# Problem to work on
Pick up the news item on Gemini's refusal to hire MIT graduates after its final sentence and extend it with a few more paragraphs.

# Passage for review
◇ ◇ ◇ ◇ ◇

Gemini takes a firm stance in response to ex-SEC Head Gary Gensler’s return as an MIT professor, by refusing to hire its graduates.

Co-founder of Gemini, Tyler Winklevoss, said in a recent X post that the crypto exchange will stop hiring graduates from Massachusetts Institute of Technology. The decision came shortly after it was announced that former SEC Chairman Gary Gensler will return to MIT’s Sloan School of Management as a professor and co-director of FinTechAI at MIT’s Computer Science and Artificial Intelligence Laboratory.

“As long as MIT has any association with Gary Gensler, Gemini will not hire any graduates from this school. Not even interns for our summer intern program,” wrote Winklevoss in his post.

Ranked as the second-best university in the U.S. in the Times Higher Education World University Rankings 2025, MIT is known as the alma mater of many crypto figureheads, including Executive Director & Co-Founder of Uniswap (UNI) Devin Walsh, co-founder of the Bitcoin (BTC) Foundation Patrick Murck and former FTX CEO Sam Bankman-Fried.

According to RootData, there are at least 54 projects in the crypto sphere that were founded by MIT alumni.

◇ ◇ ◇ ◇ ◇

# Descriptions of regions in natural language
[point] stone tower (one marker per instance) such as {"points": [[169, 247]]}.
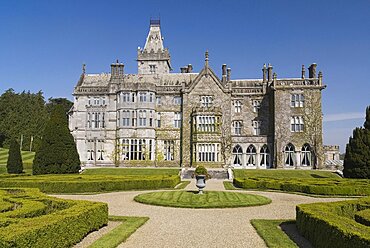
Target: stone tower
{"points": [[154, 58]]}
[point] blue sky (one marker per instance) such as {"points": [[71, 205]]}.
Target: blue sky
{"points": [[43, 44]]}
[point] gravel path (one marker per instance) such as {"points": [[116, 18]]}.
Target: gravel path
{"points": [[180, 227]]}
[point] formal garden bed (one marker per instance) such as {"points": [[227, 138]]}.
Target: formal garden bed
{"points": [[29, 218], [344, 223], [209, 199], [90, 183]]}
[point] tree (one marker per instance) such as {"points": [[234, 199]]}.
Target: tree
{"points": [[57, 153], [14, 164], [357, 158]]}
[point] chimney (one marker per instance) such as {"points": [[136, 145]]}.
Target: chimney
{"points": [[264, 70], [190, 68], [269, 72], [224, 72], [312, 71], [117, 69]]}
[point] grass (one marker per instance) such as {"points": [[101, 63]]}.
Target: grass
{"points": [[131, 171], [27, 158], [284, 174], [229, 185], [120, 233], [182, 185], [273, 236], [210, 199]]}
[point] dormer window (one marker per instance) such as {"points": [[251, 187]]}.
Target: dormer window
{"points": [[206, 101], [152, 69]]}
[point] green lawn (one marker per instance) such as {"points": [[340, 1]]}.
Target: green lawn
{"points": [[273, 236], [209, 199], [120, 233], [283, 174], [131, 171]]}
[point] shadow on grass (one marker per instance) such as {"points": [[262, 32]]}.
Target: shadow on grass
{"points": [[290, 229]]}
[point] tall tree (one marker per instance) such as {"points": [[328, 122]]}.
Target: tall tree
{"points": [[14, 164], [57, 153], [357, 158], [22, 114]]}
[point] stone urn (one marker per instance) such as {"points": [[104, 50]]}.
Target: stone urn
{"points": [[201, 182]]}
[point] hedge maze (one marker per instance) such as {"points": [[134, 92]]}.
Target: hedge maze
{"points": [[340, 224], [29, 218], [89, 183], [322, 186]]}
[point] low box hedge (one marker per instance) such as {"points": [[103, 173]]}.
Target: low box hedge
{"points": [[324, 186], [63, 224], [90, 183], [363, 217], [333, 224]]}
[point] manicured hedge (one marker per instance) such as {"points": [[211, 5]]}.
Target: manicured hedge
{"points": [[90, 183], [49, 222], [324, 186], [333, 224], [363, 217]]}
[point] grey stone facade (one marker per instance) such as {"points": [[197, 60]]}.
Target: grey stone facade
{"points": [[159, 118]]}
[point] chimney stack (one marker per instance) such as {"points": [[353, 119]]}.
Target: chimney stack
{"points": [[264, 70], [312, 71], [117, 69], [190, 68], [269, 72]]}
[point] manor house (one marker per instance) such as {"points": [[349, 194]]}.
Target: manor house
{"points": [[160, 118]]}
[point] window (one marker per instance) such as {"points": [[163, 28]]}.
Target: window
{"points": [[90, 150], [265, 156], [100, 147], [177, 100], [137, 149], [256, 127], [126, 118], [296, 100], [152, 69], [142, 97], [306, 155], [177, 120], [251, 155], [237, 153], [289, 153], [142, 118], [238, 127], [158, 119], [296, 124], [238, 106], [256, 105], [158, 100], [126, 97], [206, 124], [169, 147], [207, 152], [206, 101]]}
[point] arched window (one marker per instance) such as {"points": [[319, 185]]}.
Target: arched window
{"points": [[238, 106], [289, 153], [265, 156], [237, 153], [306, 155], [251, 155]]}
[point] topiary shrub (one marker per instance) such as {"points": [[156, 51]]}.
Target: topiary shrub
{"points": [[14, 164], [57, 153]]}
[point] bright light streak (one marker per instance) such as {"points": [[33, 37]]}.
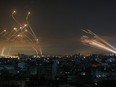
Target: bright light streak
{"points": [[93, 42]]}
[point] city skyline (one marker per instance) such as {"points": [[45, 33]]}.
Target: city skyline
{"points": [[58, 24]]}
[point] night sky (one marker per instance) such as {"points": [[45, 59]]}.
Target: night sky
{"points": [[58, 23]]}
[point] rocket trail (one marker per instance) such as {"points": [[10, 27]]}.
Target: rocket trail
{"points": [[97, 37], [97, 42]]}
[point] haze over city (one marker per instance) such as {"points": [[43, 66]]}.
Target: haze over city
{"points": [[58, 23]]}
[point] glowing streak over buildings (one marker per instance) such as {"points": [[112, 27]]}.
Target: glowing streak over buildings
{"points": [[99, 38], [94, 43]]}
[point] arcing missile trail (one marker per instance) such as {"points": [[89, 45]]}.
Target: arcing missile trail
{"points": [[99, 38], [22, 34], [97, 42]]}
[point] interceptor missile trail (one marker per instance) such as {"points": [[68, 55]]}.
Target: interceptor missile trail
{"points": [[30, 26], [2, 53], [95, 43], [99, 38]]}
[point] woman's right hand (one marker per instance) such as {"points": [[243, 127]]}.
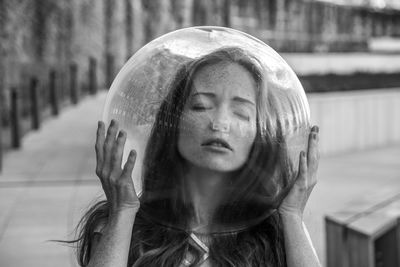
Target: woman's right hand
{"points": [[116, 181]]}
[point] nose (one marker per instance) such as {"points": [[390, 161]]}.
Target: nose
{"points": [[221, 126], [221, 121]]}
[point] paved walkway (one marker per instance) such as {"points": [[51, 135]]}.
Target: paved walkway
{"points": [[45, 187]]}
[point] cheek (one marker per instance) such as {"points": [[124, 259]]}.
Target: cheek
{"points": [[191, 128]]}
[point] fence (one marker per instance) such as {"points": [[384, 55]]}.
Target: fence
{"points": [[45, 98], [356, 120]]}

◇ ◇ ◇ ◇ ◇

# Result for this exercise
On Jan. 29, MIT announced that former SEC Chairman and infamous crypto enemy Gary Gensler will be returning to the MIT’s Sloan School of Management as a Professor of the Practice in the Global Economics and Management Group and the Finance Group. He will be teaching artificial intelligence, finance, financial technology, and public policy.

He will have a specific role in the academic institution’s FinTech and AI research, as he will also be filling in as co-director of the FinTechAI at the Computer Science and Artificial Intelligence Laboratory, MIT’s largest research lab.

Many crypto industry players have labeled Gensler as antagonistic towards crypto, due to his harsh stance on crypto. The SEC under Gensler’s leadership has been accused of waging war against the crypto industry by insisting all tokens distributed fall under securities.

Crypto industry’s crackdown on Gary Gensler’s SEC

Gemini is not the first crypto firm to cut ties with institutions associated with former officials linked to the Biden Administration. In early December, Coinbase said that it would stop working with firms that hire people linked to the Biden Administration’s “bad deeds” after law firm hired ex-SEC chief Gurbir Grewal as a partner.

“It’s an ethics violation in my book to try and unlawfully kill an industry while refusing to publish clear rules. If you were senior there, you cannot say you were just following orders,” Coinbase CEO Brian Armstrong wrote in his post, encouraging other firms to do the same.

As Gary Gensler will be teaching a new generation of innovators and influencing their views on fintech, AI and most definitely crypto, many crypto traders see his return to MIT as a major disappointment.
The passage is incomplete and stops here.